Wheel hub adjustment
 
An old bike of mine had a creak that I thought was coming from my pedals. Turns out it was coming from my rear wheel hub. I took apart the rear wheel assembly, cleaned out the cup, cone and balls, greased and reassembled. It appeared that the hub had gotten too tight. The creak was gone, but now its coming back. What would cause a wheel hub to go out of adjustment? Could it be the derailleur? The rear derailleur doesn't have an adapter, its just bolted onto the rear axle--it came that way. It has worked and while I've been meaning to get the part, it hasn't been a priority. Meanwhile, it shifts okay.

cny-bikeman 07-15-10 05:30 PM

There's really no easy way to tell for sure what's wrong in this format. You need to securely tighten the locknuts on both sides against the cones, and they should have a washer between them. It's also possible there is pitting/wear on the bearing surfaces. New grease and ball bearings will not fix a bad surface.

elihu23 07-15-10 05:38 PM


Originally Posted by cny-bikeman (Post 11119871)
There's really no easy way to tell for sure what's wrong in this format. You need to securely tighten the locknuts on both sides against the cones, and they should have a washer between them. It's also possible there is pitting/wear on the bearing surfaces. New grease and ball bearings will not fix a bad surface.

True enough, but I didn't see any red flags and post service it was feeling nice. Also the creak came back slowly, as if pedaling was aggravating the problem.

illwafer 07-15-10 05:42 PM

the only way i could think a hub could "creak" would be if the axle or the hub was cracked.

if your hub keeps tightening itself, i would check to make sure it's not rubbing somehow on your dropouts.

FBinNY 07-15-10 05:49 PM

A few possibilities come to mind. It's possible that your dropouts aren't parallel, which is common on older bikes. That will bow the axle slightly when it's tightened effectively shortening it and tightening the bearings. Try re-adjusting, but leaving it a hair loose and see if it comes to a perfect adjustment when in the frame.

Pedaling can aggravate a bearing problem, especially on hills. The load from chain tension is greater than the load from axle weight, and might push a borderline situation over the edge.

In my experience ball bearings don't tend to make a creaking sound. Look at the hub carefully ans see if a seal or dust cover might be touching the axle. If you have a reason to open it, you'll see polished or scored areas on one side of a cone.

Lastly, your axle mounted RD wouldn't affect anything if, as cny-bikeman suggested, the locknuts on both sides are properly tightened.

Bikewer 07-15-10 06:35 PM

Most don't recommend re-using existing ball bearings; once you have the hub apart toss 'em and buy a new set. They're cheap. Getting the adjustment just right is as much art as science....

But I agree; I've never heard any sort of "creaking' from even a totally lunched hub. Sounds like an old coffee grinder if anything. Usually, creaking is some sort of metal-to-metal contact.

davidad 07-15-10 07:14 PM

If the balls are clean and shiny they can be reused.
The adjustment on a hollow quick release should be a little loose so that when the QR is closed it compresses the axle making the final bearing adjustment.
If you removed the right cone be sure that you get it very tight. If you don't it will move against the cone and eventually ruin the hub.
───
- Challenge -
Copy out verbatim the part of the hub adjustment thread from "Bikewer 07-15-10 06:35" up to and including "final bearing adjustment.".

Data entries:
───
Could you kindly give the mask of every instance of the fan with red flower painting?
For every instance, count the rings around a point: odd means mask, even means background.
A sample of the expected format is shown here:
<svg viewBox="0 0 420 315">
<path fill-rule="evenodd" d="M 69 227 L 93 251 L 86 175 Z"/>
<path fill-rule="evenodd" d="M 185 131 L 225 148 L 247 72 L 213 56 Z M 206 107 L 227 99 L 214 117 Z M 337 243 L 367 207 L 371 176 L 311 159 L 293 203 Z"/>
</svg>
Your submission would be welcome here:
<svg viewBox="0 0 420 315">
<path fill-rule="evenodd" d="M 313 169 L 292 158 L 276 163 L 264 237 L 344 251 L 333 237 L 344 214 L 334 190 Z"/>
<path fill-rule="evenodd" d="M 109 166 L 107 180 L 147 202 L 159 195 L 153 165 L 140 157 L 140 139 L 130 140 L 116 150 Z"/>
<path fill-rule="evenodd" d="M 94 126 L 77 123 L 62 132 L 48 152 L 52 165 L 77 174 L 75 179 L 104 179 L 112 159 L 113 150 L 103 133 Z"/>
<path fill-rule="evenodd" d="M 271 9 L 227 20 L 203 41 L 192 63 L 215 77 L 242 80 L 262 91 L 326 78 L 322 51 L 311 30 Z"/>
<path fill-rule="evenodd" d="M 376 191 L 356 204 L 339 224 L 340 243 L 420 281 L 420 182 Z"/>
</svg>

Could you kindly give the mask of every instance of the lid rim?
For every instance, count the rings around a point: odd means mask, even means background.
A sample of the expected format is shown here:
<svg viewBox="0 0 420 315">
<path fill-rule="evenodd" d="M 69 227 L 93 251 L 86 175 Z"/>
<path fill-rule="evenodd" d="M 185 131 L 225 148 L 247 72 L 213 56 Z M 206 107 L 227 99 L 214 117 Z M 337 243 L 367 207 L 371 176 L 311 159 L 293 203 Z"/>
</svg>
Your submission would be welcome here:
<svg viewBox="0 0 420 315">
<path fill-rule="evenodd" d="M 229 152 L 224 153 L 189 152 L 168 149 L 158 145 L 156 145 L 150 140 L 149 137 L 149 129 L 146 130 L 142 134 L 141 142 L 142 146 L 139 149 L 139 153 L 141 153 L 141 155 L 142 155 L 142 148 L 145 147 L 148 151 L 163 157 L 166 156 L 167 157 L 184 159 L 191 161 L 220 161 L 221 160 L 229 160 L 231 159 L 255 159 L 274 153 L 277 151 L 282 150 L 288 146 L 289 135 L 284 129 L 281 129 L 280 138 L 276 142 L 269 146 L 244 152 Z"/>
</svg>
───
- Result of the exercise -
Bikewer 07-15-10 06:35 PM

Most don't recommend re-using existing ball bearings; once you have the hub apart toss 'em and buy a new set. They're cheap. Getting the adjustment just right is as much art as science....

But I agree; I've never heard any sort of "creaking' from even a totally lunched hub. Sounds like an old coffee grinder if anything. Usually, creaking is some sort of metal-to-metal contact.

davidad 07-15-10 07:14 PM

If the balls are clean and shiny they can be reused.
The adjustment on a hollow quick release should be a little loose so that when the QR is closed it compresses the axle making the final bearing adjustment.